目标定位标注数据
★ ★ ★ ★

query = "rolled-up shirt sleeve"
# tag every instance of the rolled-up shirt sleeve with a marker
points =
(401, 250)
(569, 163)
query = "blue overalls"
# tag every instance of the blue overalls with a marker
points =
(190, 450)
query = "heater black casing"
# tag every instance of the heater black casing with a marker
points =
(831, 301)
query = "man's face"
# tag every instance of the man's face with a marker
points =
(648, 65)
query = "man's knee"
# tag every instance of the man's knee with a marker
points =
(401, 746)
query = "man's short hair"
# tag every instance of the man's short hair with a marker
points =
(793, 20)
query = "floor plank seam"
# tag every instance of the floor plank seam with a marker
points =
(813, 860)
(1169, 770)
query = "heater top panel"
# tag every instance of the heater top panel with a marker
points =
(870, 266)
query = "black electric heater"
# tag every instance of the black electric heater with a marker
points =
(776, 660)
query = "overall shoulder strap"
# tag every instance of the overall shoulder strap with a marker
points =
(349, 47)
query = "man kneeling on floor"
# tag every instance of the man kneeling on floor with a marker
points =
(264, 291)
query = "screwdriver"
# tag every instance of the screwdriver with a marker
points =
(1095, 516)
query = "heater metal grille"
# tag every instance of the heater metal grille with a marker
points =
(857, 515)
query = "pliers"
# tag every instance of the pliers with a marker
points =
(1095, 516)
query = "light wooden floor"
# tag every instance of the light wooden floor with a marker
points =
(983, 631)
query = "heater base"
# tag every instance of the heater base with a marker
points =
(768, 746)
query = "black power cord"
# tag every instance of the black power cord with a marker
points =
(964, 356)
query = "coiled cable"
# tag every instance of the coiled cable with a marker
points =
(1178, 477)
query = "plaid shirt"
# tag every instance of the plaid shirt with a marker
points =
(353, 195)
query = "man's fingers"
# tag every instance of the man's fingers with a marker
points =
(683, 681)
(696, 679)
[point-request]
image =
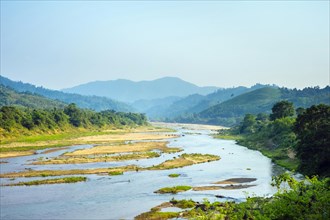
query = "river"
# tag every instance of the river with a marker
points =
(125, 196)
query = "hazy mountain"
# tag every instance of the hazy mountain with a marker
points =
(91, 102)
(261, 100)
(9, 96)
(130, 91)
(197, 103)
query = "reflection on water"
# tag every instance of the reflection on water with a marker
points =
(125, 196)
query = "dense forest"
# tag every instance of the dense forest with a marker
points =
(232, 111)
(22, 120)
(295, 138)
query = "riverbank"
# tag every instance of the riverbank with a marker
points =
(28, 145)
(282, 157)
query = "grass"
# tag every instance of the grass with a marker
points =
(73, 179)
(125, 148)
(183, 204)
(45, 173)
(173, 190)
(174, 175)
(115, 173)
(76, 136)
(88, 159)
(156, 215)
(183, 160)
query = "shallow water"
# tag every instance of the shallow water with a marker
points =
(125, 196)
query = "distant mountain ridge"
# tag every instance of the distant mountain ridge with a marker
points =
(90, 102)
(130, 91)
(231, 112)
(9, 96)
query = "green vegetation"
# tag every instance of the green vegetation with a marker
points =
(16, 121)
(173, 190)
(300, 143)
(115, 173)
(174, 175)
(232, 111)
(72, 179)
(306, 199)
(312, 128)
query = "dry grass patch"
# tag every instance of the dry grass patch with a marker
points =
(73, 179)
(44, 173)
(16, 154)
(125, 148)
(79, 159)
(185, 160)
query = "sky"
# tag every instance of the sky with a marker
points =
(60, 44)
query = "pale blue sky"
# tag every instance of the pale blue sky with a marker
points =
(59, 44)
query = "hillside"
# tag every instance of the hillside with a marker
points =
(90, 102)
(11, 97)
(197, 103)
(130, 91)
(261, 100)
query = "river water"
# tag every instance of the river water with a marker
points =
(125, 196)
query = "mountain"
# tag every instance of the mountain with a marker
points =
(130, 91)
(11, 97)
(90, 102)
(261, 100)
(196, 103)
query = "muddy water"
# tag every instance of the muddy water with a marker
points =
(123, 197)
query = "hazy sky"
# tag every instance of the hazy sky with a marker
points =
(59, 44)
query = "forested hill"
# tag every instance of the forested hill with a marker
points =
(261, 100)
(91, 102)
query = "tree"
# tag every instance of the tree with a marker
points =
(248, 124)
(312, 128)
(75, 114)
(282, 109)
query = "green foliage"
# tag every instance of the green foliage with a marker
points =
(312, 128)
(305, 199)
(282, 109)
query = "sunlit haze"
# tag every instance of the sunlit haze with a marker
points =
(60, 44)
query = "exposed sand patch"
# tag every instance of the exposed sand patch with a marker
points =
(54, 150)
(229, 187)
(78, 160)
(236, 180)
(44, 173)
(123, 137)
(16, 154)
(185, 160)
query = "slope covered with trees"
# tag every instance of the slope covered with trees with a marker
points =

★ ★ ★ ★

筛选上面的数据，把所有含有字符串“seam”的行逐一抄录下来。

- [习题解答]:
query = "floor plank seam"
# tag every instance of the floor plank seam with a marker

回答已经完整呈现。